## PROVIDED PASSAGE
━━━━━━━━

They tested the framework as a neural PDE solver on 1D diffusion-sorption and turbulent 2D Navier-Stokes equations in a data-constrained regime. The method outperforms existing soft and hard-constrained methods in terms of accuracy, and scales well at inference w.r.t the number of sampled points.

优点

The paper is well written and easy to follow. The method takes inspiration from the domain decomposition which is standard in the the literature for solving Partial Differential Equations. I appreciated the details in the Methods section, particularly the explanations on the forward and backward pass of the architecture. The method clearly outperforms the existing soft- and hard-constrained baselines. The claim of the paper to the scaling is well supported with a solid inference time analysis.

缺点

Unless I am mistaken, there is no clear formulation of the output function $u(x, t)$ at inference except in Figure 1, and if I understand the figure correctly, then $u(x, t) = \sum_k b(x,t)^T w_k =b(x,t)^T( \sum_k w_k)$ . In this case, the sum of $w_k$ is the weights used to query the function over the domain $\Omega$ , and as $w \neq w_k$ a priori, we do not know if the constraints are hardly imposed on any sampled points. Therefore, at inference I do not think that the PDE can be constrained in a hard setting with this architecture.

I also assume that solving an equation on a domain $\Omega$ with boundaries $\delta \Omega$ is not always equivalent to solving the equation separately on different subdomains and that precautions must be taken. There is no mathematical derivation of the domain decomposition problem, and therefore we do not know if the solution found with the subdomains is close enough to that of the solution on the full problem.

I also understood from Figure 1 that the different domains were not overlapping and represented "chunks" of the domain, but I am puzzled by the grid artifacts of the method in Figure 3. The solution seems to showcase some strange aliasing which would suggest overlapping domains.

问题

Could you explain the artifacts of the method in Figure 3 ?

Did you explore the aspect of each basis function ? What do they learn ? Do the different weights overlap over the domains or are some weights "activated" only on specific subdomains ?

Did you check the PDE residuals on the sampled points to the see if the constraint was respected ?

Could you provide more explanations on the way to compute $\frac{\partial z^*}{\partial \theta}$ ?

━━━━━━━━

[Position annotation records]
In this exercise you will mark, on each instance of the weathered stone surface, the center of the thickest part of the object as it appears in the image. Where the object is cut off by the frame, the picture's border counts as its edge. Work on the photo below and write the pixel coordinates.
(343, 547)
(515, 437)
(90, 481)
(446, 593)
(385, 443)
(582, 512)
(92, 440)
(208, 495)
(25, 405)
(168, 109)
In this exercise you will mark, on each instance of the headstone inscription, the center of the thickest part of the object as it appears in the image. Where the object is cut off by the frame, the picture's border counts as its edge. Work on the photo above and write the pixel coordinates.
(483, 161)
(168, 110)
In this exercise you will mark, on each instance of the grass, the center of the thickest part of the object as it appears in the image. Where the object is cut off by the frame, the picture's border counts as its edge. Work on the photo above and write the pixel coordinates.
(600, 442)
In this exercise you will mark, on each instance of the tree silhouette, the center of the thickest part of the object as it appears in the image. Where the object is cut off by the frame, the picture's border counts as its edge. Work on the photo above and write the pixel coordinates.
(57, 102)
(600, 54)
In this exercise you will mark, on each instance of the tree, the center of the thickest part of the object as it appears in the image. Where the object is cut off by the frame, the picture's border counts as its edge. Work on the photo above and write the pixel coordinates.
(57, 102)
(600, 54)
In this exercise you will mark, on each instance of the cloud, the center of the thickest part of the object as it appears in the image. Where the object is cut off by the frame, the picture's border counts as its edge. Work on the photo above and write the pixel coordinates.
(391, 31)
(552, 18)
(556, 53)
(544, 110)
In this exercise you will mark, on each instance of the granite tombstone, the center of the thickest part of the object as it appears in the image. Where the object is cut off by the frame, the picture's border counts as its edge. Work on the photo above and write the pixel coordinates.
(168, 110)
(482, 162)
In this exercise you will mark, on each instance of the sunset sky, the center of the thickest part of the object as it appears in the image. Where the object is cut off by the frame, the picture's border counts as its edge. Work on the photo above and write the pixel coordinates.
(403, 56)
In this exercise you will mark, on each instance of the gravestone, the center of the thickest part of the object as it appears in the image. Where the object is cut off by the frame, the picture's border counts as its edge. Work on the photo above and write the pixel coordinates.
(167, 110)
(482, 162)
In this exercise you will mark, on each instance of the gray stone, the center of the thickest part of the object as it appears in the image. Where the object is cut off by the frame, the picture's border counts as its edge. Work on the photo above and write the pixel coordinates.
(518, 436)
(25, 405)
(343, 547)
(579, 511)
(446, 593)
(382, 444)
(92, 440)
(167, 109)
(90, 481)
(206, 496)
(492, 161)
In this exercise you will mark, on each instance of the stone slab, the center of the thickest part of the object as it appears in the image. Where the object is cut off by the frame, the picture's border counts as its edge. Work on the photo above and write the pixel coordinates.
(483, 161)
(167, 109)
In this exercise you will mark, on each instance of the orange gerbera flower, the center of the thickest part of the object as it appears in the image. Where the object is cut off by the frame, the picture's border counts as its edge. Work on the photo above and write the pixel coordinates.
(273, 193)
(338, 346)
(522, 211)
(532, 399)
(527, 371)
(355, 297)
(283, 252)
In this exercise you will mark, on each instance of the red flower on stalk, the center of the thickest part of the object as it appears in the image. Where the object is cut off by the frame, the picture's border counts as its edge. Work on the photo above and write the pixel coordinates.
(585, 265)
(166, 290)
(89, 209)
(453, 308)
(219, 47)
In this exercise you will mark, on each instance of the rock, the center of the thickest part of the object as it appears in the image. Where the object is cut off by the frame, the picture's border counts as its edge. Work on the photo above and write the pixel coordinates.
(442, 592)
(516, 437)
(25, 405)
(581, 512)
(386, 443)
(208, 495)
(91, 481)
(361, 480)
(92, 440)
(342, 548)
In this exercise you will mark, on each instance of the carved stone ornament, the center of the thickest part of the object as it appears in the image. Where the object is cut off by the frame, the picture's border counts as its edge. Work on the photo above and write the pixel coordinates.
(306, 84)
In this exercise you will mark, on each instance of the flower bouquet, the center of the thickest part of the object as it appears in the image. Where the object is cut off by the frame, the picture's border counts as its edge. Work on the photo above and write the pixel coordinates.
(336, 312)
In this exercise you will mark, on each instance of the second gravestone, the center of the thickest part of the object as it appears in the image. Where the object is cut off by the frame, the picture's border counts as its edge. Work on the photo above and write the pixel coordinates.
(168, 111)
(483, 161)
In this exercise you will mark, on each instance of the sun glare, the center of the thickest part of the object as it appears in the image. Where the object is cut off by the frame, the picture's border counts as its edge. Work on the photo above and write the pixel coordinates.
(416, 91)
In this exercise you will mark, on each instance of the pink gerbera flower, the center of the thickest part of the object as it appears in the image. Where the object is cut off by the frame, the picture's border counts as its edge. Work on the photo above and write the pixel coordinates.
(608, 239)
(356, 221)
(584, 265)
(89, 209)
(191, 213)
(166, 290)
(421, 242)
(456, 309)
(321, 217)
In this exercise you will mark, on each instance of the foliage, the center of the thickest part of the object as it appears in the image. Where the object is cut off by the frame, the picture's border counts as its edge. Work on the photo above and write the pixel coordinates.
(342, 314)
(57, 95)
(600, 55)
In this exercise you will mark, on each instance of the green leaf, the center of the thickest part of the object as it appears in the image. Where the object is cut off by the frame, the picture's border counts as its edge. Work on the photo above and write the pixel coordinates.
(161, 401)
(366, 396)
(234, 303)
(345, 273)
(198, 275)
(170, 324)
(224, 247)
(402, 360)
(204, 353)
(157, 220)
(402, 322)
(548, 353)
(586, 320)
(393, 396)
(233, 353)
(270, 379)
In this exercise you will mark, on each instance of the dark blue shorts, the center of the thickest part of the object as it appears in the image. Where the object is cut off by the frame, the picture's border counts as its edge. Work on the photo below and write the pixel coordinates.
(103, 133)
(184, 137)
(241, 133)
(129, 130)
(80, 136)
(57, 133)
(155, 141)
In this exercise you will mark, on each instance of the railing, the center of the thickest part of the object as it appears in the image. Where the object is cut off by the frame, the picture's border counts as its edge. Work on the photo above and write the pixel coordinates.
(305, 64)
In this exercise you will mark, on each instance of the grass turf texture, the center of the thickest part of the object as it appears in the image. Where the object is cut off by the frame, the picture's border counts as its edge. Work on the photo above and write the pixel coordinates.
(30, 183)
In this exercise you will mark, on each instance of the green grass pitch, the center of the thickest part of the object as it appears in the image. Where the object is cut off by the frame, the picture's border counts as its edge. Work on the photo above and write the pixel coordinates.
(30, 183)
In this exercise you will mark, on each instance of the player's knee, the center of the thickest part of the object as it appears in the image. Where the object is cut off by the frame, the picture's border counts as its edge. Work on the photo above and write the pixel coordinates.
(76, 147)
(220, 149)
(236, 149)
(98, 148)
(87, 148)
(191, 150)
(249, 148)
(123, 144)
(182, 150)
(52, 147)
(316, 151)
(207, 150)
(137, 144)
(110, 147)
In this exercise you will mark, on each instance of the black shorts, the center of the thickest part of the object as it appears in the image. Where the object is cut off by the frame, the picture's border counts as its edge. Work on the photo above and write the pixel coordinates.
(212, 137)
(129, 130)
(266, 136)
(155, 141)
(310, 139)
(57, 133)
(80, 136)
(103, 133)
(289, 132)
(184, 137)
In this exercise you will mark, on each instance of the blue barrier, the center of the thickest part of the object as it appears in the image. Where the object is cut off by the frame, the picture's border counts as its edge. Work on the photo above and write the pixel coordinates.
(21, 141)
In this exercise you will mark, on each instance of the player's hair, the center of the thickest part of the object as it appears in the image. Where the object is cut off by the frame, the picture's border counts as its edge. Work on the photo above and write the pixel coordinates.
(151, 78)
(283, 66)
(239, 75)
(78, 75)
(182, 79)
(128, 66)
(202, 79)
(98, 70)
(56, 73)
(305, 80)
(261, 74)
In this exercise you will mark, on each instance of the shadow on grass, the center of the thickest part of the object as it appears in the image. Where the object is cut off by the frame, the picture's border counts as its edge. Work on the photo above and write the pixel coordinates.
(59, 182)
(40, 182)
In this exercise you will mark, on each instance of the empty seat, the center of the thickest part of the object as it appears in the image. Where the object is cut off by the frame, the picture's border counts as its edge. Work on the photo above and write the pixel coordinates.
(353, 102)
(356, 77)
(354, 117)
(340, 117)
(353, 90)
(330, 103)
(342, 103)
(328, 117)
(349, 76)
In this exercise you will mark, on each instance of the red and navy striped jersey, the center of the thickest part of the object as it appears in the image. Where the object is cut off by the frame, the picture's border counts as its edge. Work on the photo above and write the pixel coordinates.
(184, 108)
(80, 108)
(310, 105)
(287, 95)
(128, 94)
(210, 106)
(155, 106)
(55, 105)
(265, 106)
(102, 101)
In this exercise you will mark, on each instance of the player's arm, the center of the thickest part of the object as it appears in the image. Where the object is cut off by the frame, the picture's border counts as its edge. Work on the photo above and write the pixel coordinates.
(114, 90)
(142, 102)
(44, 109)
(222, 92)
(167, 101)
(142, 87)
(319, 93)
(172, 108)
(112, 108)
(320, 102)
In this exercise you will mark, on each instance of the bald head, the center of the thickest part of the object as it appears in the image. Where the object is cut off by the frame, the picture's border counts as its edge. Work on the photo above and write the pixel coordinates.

━━━━━━━━

## WORK TO DO
**A)** List each strength of the paper that the review names in the paragraph beginning "The paper is well written".
**B)** Condense the review's paragraph beginning "I also assume that solving an equation" into two or three bullet points that keep its main facts.
**C)** According to the review, on which equations was the framework tested as a neural PDE solver?

## RESPONSES
**A)**
- The paper is well written and easy to follow.
- The method takes inspiration from domain decomposition, which is standard in the literature for solving partial differential equations.
- The Methods section is detailed, particularly the explanations of the architecture's forward and backward pass.
- The method clearly outperforms the existing soft- and hard-constrained baselines.
- The paper's scaling claim is well supported by a solid inference time analysis.

**B)**
- Solving an equation on a domain $\Omega$ with boundaries $\delta \Omega$ is not always equivalent to solving it separately on different subdomains, so precautions must be taken.
- The paper gives no mathematical derivation of the domain decomposition problem.
- As a result, it is unknown whether the solution found with the subdomains is close enough to the solution on the full problem.

**C)** It was tested on 1D diffusion-sorption and turbulent 2D Navier-Stokes equations in a data-constrained regime.